**Work to be completed**.
Reply with nothing but how many lines in the entries below include "verifying".

**Exercise data**.

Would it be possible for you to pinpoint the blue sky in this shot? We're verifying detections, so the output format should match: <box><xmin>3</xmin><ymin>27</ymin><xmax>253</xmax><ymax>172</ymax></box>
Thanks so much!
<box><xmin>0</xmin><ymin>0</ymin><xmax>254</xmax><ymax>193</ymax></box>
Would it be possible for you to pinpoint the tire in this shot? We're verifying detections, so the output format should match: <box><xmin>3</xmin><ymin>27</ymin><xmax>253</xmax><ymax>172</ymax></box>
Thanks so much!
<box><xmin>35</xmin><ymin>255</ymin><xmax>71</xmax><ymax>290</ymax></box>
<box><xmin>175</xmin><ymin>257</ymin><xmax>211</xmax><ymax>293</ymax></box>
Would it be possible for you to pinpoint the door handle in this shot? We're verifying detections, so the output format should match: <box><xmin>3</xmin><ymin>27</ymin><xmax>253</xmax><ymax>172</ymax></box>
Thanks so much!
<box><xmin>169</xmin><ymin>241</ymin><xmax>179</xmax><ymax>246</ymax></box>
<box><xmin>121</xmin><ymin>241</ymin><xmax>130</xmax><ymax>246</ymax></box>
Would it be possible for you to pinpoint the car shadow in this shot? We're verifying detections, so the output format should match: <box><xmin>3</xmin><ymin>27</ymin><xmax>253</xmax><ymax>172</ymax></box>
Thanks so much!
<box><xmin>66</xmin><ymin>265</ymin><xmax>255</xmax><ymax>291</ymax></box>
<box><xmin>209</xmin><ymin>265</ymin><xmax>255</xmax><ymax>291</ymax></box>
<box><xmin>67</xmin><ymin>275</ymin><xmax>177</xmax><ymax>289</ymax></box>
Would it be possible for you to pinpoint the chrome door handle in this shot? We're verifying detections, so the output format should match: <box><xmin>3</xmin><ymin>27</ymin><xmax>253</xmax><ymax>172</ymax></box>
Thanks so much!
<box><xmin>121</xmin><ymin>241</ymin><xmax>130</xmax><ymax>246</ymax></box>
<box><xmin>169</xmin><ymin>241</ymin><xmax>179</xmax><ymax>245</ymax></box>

**Exercise response**.
5